Exercise instructions → Update the entries below so that each "sample" reads "example", leaving everything else unchanged. Omit the pictures from your answer.

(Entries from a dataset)
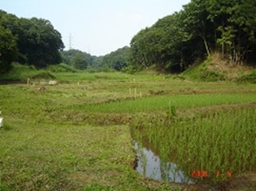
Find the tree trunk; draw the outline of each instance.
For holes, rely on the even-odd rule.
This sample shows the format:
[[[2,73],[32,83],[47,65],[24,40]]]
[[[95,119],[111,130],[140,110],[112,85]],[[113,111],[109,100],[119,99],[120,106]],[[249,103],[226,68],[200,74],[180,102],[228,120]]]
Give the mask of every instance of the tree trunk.
[[[205,49],[206,49],[206,52],[207,52],[207,55],[209,57],[209,56],[211,56],[211,53],[210,53],[210,50],[209,50],[209,47],[208,47],[208,44],[207,44],[205,37],[202,37],[202,40],[204,40],[204,44],[205,44]]]

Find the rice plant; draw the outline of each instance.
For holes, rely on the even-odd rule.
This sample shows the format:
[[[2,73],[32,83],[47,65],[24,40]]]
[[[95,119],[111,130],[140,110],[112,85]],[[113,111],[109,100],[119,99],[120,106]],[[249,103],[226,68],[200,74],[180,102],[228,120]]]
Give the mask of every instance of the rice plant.
[[[144,121],[143,132],[161,160],[175,163],[187,175],[205,171],[206,177],[195,181],[215,184],[256,167],[255,115],[252,108],[177,118],[168,125],[158,120],[149,127]]]

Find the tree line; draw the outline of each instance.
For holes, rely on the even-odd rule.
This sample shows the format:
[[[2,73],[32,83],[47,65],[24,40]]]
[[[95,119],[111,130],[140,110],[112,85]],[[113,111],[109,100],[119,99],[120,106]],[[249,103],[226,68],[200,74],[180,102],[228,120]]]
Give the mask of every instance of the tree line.
[[[48,20],[18,18],[0,10],[0,73],[11,63],[37,68],[61,62],[61,34]]]
[[[181,72],[215,52],[231,66],[255,61],[255,0],[192,0],[136,34],[130,63]]]
[[[11,62],[41,68],[61,61],[78,70],[134,71],[154,65],[179,73],[216,52],[231,66],[255,63],[255,0],[192,0],[139,31],[130,47],[95,57],[63,51],[61,35],[49,21],[18,18],[0,10],[0,73]]]

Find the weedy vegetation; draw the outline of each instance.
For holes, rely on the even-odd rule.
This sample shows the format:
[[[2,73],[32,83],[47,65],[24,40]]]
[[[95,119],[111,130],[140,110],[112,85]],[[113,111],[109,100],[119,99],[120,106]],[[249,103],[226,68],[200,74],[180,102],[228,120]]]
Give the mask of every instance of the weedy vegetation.
[[[57,70],[68,68],[0,86],[0,190],[203,190],[225,181],[239,190],[248,172],[255,185],[254,85]],[[41,89],[43,73],[59,84]],[[193,185],[146,179],[134,170],[133,139],[188,176],[209,176]],[[217,170],[232,176],[216,179]]]

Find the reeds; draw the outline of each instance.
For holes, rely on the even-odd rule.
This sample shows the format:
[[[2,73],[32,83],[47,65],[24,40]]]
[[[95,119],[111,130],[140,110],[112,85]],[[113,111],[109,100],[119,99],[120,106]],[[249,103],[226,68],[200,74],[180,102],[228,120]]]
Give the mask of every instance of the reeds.
[[[162,161],[176,163],[187,176],[207,171],[204,181],[215,183],[255,167],[255,116],[251,108],[172,118],[169,123],[159,119],[147,125],[143,118],[140,141],[149,141]],[[136,139],[139,131],[136,134]]]

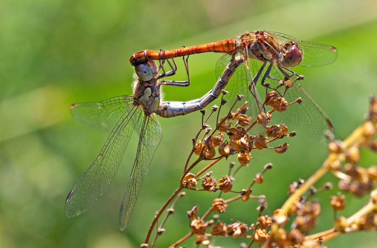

Solution →
Find the tree trunk; draw the outline of each instance.
For holes, rely on the even-odd rule.
This example shows the format:
[[[2,73],[32,83],[47,65],[24,40]]]
[[[95,119],[111,130],[140,110],[112,85]],[[113,111],[109,100],[119,99],[120,106]],[[249,103],[226,68],[200,74],[180,102],[228,120]]]
Give the mask of every instance of the tree trunk.
[[[205,49],[206,49],[206,52],[207,52],[207,55],[209,57],[209,56],[211,56],[211,53],[210,53],[210,50],[209,50],[209,47],[208,47],[208,44],[207,44],[205,37],[202,37],[202,40],[204,40],[204,44],[205,44]]]

Find the rice plant; draw the outline of each instance.
For holes, rely on the even-odd rule.
This example shows the format:
[[[2,73],[32,83],[47,65],[24,40]]]
[[[95,119],[111,130],[140,110],[112,85]],[[113,111],[109,100],[119,99],[120,106]],[[249,103],[226,68],[200,74],[180,102],[228,120]]]
Give the mask of every instance of the rice plant.
[[[144,121],[143,132],[161,160],[175,163],[187,175],[205,171],[206,177],[195,181],[215,184],[256,167],[255,115],[252,108],[177,118],[168,125],[158,120],[149,127]]]

Find the tree line; draw the outline of each instance.
For holes, rely on the even-odd rule.
This example shows the format:
[[[2,73],[32,83],[47,65],[24,40]]]
[[[95,119],[111,130],[140,110],[112,85]],[[113,111],[109,100],[119,99],[120,106]],[[249,103],[226,68],[200,74],[180,102],[228,120]]]
Give the mask of every instance of the tree line.
[[[48,20],[18,18],[0,10],[0,73],[11,63],[37,68],[61,62],[61,34]]]
[[[181,72],[215,52],[231,66],[255,61],[255,0],[192,0],[136,34],[130,63]]]
[[[11,62],[41,68],[61,61],[78,70],[134,71],[154,65],[179,73],[216,52],[231,66],[255,63],[255,0],[192,0],[139,31],[130,47],[95,57],[63,51],[61,35],[49,21],[18,18],[0,10],[0,73]]]

Find the weedy vegetation; draw the outline of each instance.
For holes, rely on the even-odd rule.
This example shows the format:
[[[2,73],[32,83],[47,65],[24,40]]]
[[[95,119],[111,130],[140,110],[112,85]],[[113,111],[109,100],[119,99],[120,106]],[[249,103],[226,68],[200,74],[180,102],[228,120]]]
Give the mask of every instance of the weedy vegetation.
[[[57,70],[68,68],[0,86],[0,190],[203,190],[225,181],[239,190],[248,172],[255,185],[254,85]],[[41,89],[43,73],[59,84]],[[193,185],[146,179],[134,170],[133,139],[188,176],[209,176]],[[217,170],[232,176],[216,179]]]

Find the reeds; draw the outline of each instance.
For holes, rely on the even-odd rule.
This example shows the format:
[[[2,73],[32,83],[47,65],[24,40]]]
[[[95,119],[111,130],[140,110],[112,85]],[[113,111],[109,100],[119,99],[120,106]],[[249,103],[226,68],[200,74],[180,102],[228,120]]]
Give the mask of every instance of the reeds.
[[[162,161],[176,163],[187,176],[207,171],[204,181],[215,183],[255,167],[255,116],[251,108],[172,118],[169,123],[159,119],[147,125],[143,118],[140,141],[149,141]],[[136,139],[139,131],[136,134]]]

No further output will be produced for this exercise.